▶ _EXCERPTED TEXT_:

Re: Online checksums verification in the backend - Mailing list pgsql-hackers

From Julien Rouhaud
Subject Re: Online checksums verification in the backend
Date
Msg-id CAOBaU_ZV9hEBo2z=0htszBw2PFSkp=kLmjUTV5PzxQjCKB9zHA@mail.gmail.com
Whole thread Raw
In response to Re: Online checksums verification in the backend  (Michael Paquier <michael@paquier.xyz>)
Responses Re: Online checksums verification in the backend
List pgsql-hackers
On Thu, Oct 1, 2020 at 1:07 PM Michael Paquier <michael@paquier.xyz> wrote:
>
> On Fri, Sep 25, 2020 at 06:11:47PM +0800, Julien Rouhaud wrote:
> > Thanks a lot for the tests!  I'm not surprised that forcing the lock
> > will slow down the pg_check_relation() execution, but I'm a bit
> > surprised that holding the buffer mapping lock longer in a workload
> > that has a lot of evictions actually makes things faster.  Do you have
> > any idea why that's the case?
>
> That's still a bit unclear to me, but I have not spent much time
> thinking about this particular point either.
>
> > I'm assuming that you prefer to remove both the optimization and the
> > throttling part?  I'll do that with the next version unless there's
> > objections.

▶ _TASKS AND EXERCISES_:
**1.** In the mailing list message, whose execution does Julien Rouhaud expect forcing the lock to slow down?
**2.** Rewrite the stretch of the listing from the line containing "Locate the boy" through the end of the listing, putting "newsboy cap" in place of "flat cap" and leaving everything else unchanged.

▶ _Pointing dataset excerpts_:
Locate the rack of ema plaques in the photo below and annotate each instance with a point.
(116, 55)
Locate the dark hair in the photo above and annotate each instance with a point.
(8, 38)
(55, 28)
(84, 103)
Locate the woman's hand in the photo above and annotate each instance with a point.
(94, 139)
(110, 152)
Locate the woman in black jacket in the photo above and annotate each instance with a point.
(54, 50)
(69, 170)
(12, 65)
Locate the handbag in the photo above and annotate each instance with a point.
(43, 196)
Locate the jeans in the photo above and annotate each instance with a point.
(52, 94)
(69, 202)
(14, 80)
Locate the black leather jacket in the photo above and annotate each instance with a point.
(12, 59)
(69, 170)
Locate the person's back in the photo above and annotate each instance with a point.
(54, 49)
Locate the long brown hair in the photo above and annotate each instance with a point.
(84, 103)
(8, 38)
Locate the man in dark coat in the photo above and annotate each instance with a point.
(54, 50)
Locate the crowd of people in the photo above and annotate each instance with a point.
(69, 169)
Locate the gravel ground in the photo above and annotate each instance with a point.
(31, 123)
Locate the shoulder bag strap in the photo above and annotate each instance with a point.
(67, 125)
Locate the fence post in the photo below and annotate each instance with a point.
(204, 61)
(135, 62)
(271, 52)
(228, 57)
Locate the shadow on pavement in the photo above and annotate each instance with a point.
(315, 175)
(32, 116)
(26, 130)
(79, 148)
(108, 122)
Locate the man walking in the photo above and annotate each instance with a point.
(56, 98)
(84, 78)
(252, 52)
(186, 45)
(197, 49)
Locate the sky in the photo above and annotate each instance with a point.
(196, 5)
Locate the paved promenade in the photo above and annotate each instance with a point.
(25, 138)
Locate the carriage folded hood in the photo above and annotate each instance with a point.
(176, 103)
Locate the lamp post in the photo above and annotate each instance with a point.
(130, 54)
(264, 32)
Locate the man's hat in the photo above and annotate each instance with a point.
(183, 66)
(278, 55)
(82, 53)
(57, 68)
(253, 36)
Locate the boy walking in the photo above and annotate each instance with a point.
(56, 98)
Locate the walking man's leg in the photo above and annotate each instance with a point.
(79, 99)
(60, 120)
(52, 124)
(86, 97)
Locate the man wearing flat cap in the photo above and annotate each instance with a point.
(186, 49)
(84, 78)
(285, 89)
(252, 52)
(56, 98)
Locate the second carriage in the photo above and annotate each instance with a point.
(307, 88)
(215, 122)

▶ _IN RESPONSE_:
**1.** The execution of pg_check_relation().

**2.**
Locate the boy walking in the photo above and annotate each instance with a point.
(56, 98)
Locate the walking man's leg in the photo above and annotate each instance with a point.
(79, 99)
(60, 120)
(52, 124)
(86, 97)
Locate the man wearing newsboy cap in the photo above and annotate each instance with a point.
(186, 49)
(84, 78)
(285, 89)
(252, 52)
(56, 98)
Locate the second carriage in the photo above and annotate each instance with a point.
(307, 88)
(215, 122)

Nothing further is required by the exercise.